### Page excerpt
▼

# nice iPhone adapter for '07 Jetta Wolfsburg?



## manodud (May 8, 2007)

Could anyone suggest a really nice iPhone adapter for my 07 Wolfsburg Jetta? I'd like 
- not too many wires hangin around 
- superb audio quality.
- Budget: <=$150
oh yeah, and DIY friendly...
Thanks a bunch...


----------



## [email protected] (Jan 26, 2006)

*Re: nice iPhone adapter for '07 Jetta Wolfsburg? (manodud)*

http://enfigcarstereo.com/shop....html
any of those will work for you
I'd suggest the blitzsafe or the Dice unit depending on your needs and budget


----------



## [email protected] (Dec 3, 2007)

*Re: nice iPhone adapter for '07 Jetta Wolfsburg? (manodud)*


_Quote, originally posted by *manodud* »_Could anyone suggest a really nice iPhone adapter for my 07 Wolfsburg Jetta? I'd like 
- not too many wires hangin around 
- superb audio quality.
- Budget: <=$150
oh yeah, and DIY friendly...
Thanks a bunch...

The DICE i-VW-R would be a nice addition to your Jetta and offers exactly what you want, CD-quality audio with only the iPod cable being visible (unless in glovebox), and under your budget if purchased through Enfig. AND DIY!


----------

▲

### Entries shown
▼

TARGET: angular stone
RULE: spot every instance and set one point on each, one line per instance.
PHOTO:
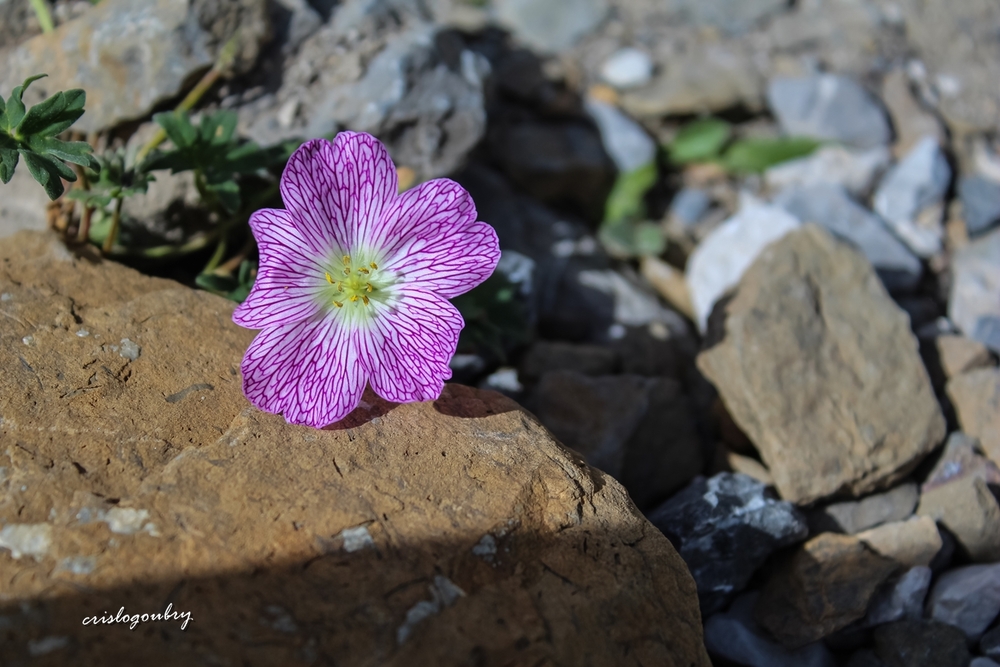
(914, 542)
(834, 394)
(828, 106)
(130, 55)
(967, 598)
(639, 430)
(959, 354)
(160, 482)
(829, 206)
(976, 397)
(734, 636)
(967, 508)
(973, 305)
(725, 527)
(911, 195)
(921, 644)
(825, 585)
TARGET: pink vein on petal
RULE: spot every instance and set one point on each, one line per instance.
(309, 371)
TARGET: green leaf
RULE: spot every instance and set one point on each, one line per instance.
(757, 154)
(700, 141)
(178, 128)
(15, 107)
(48, 172)
(626, 200)
(8, 161)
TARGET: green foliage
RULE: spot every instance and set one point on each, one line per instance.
(235, 288)
(496, 319)
(700, 141)
(31, 134)
(755, 155)
(215, 154)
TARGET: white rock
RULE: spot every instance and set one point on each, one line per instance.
(910, 197)
(721, 259)
(624, 139)
(627, 68)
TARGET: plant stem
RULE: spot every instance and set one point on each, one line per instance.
(44, 17)
(116, 217)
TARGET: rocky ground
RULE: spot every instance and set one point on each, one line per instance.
(799, 391)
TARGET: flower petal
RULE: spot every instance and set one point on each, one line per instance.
(407, 350)
(285, 288)
(366, 181)
(431, 236)
(308, 370)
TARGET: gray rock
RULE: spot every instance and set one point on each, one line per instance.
(855, 516)
(901, 598)
(921, 644)
(990, 643)
(820, 369)
(720, 260)
(967, 598)
(639, 430)
(980, 203)
(627, 68)
(973, 305)
(911, 195)
(551, 26)
(735, 636)
(624, 139)
(734, 18)
(130, 55)
(853, 169)
(830, 206)
(828, 106)
(725, 528)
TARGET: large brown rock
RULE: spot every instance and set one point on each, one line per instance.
(819, 368)
(135, 475)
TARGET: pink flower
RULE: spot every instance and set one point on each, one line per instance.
(354, 283)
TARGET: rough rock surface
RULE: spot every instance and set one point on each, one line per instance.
(820, 370)
(129, 55)
(438, 533)
(825, 585)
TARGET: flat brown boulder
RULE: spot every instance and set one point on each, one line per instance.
(135, 479)
(819, 368)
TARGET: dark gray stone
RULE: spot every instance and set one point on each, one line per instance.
(724, 528)
(980, 203)
(830, 206)
(828, 106)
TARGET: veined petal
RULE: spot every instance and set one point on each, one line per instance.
(310, 189)
(309, 371)
(431, 237)
(407, 349)
(366, 182)
(285, 288)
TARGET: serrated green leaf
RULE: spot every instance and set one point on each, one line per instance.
(626, 200)
(8, 162)
(757, 154)
(15, 107)
(48, 172)
(700, 141)
(178, 128)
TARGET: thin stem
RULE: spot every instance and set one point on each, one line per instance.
(44, 17)
(116, 217)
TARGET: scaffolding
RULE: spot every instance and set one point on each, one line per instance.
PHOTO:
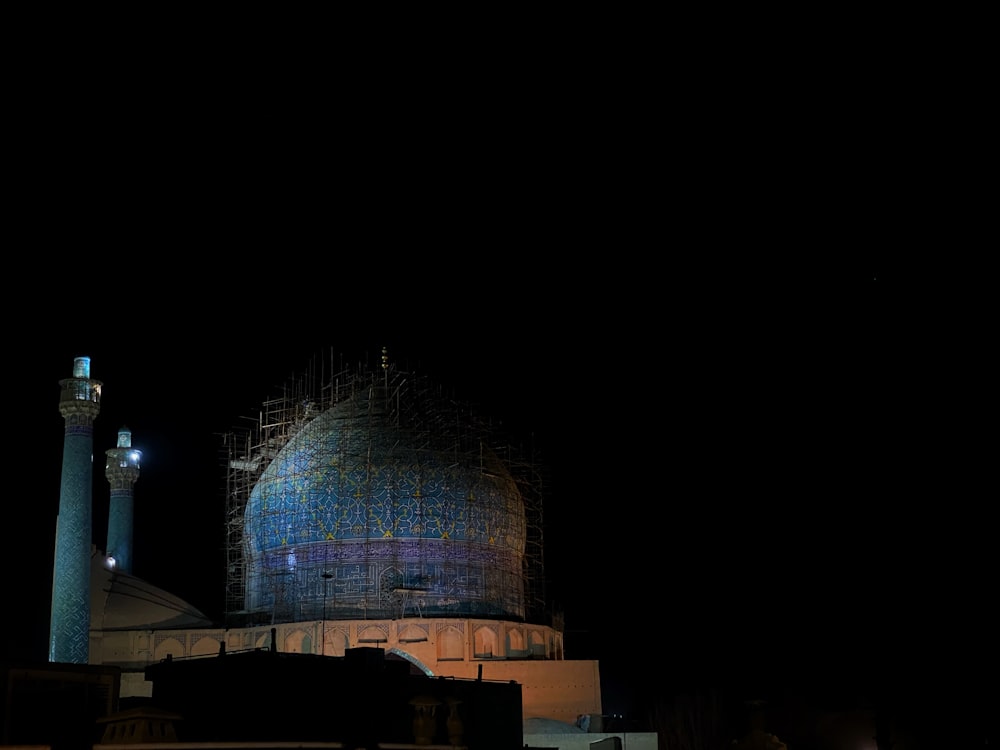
(416, 506)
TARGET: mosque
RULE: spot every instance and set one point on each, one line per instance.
(363, 509)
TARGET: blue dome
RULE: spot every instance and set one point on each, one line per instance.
(364, 514)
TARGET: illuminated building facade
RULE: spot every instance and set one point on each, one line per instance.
(363, 509)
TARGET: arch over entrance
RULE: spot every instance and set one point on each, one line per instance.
(412, 659)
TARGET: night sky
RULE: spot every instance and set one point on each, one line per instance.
(701, 489)
(724, 505)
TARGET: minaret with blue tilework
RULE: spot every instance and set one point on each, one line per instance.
(69, 629)
(122, 471)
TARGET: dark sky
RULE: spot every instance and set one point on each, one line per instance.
(711, 477)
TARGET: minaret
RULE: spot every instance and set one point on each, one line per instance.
(69, 629)
(122, 470)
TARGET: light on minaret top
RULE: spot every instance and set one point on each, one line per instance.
(124, 454)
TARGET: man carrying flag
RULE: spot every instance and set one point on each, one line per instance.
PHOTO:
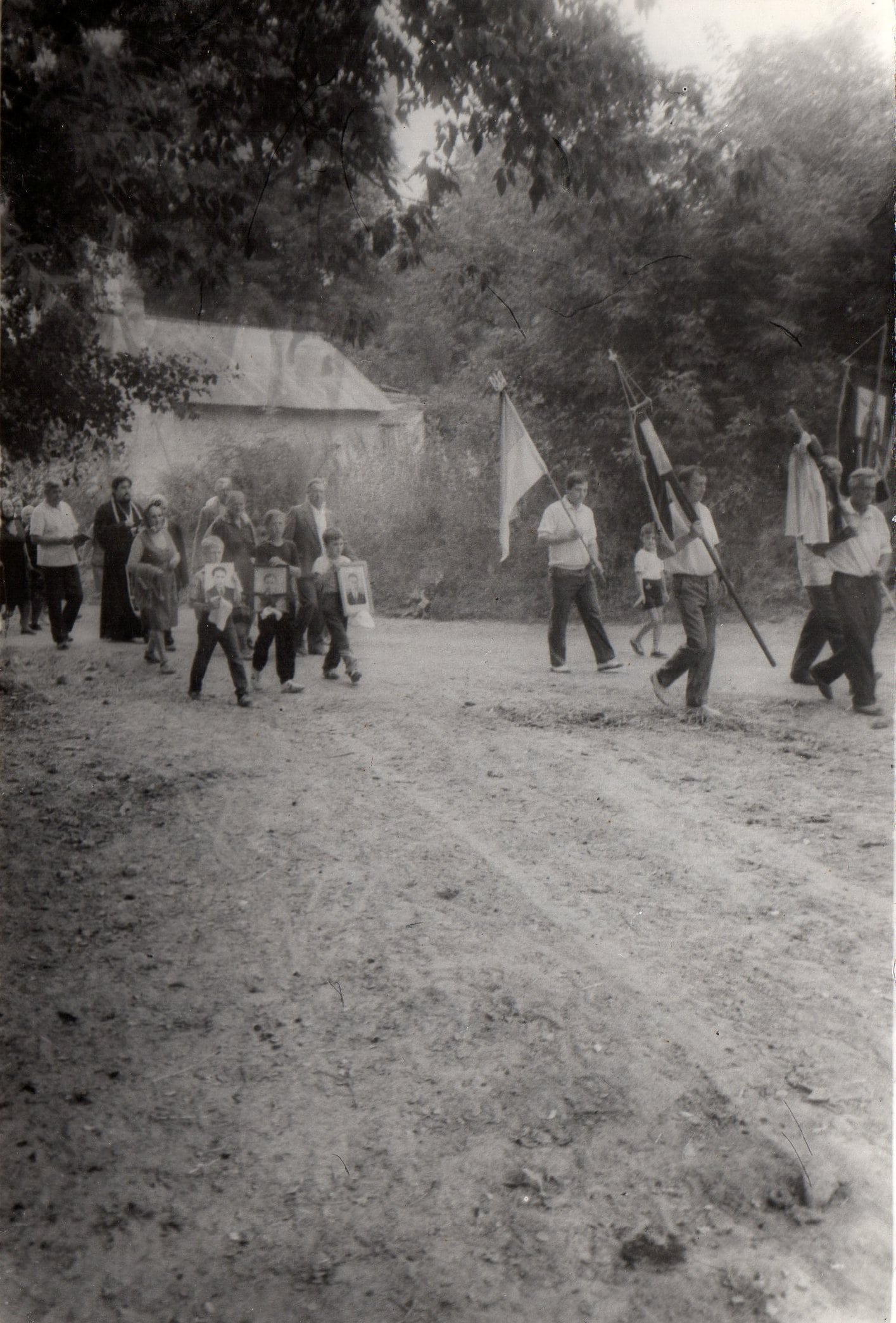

▲

### Aim A
In the Jetta adapter thread, transcribe the passage between "## [email protected] (Dec" and "Enfig. AND DIY!", inclusive.
### Aim B
Answer these questions about the Jetta adapter thread:
(i) What is the highest amount the original poster is willing to spend?
(ii) Which two units does the first reply suggest?
(iii) Which DICE model does the last reply recommend?

### Written solution A
## [email protected] (Dec 3, 2007)

*Re: nice iPhone adapter for '07 Jetta Wolfsburg? (manodud)*


_Quote, originally posted by *manodud* »_Could anyone suggest a really nice iPhone adapter for my 07 Wolfsburg Jetta? I'd like 
- not too many wires hangin around 
- superb audio quality.
- Budget: <=$150
oh yeah, and DIY friendly...
Thanks a bunch...

The DICE i-VW-R would be a nice addition to your Jetta and offers exactly what you want, CD-quality audio with only the iPod cable being visible (unless in glovebox), and under your budget if purchased through Enfig. AND DIY!

### Written solution B
(i) $150
(ii) The BlitzSafe and the Dice unit
(iii) The DICE i-VW-R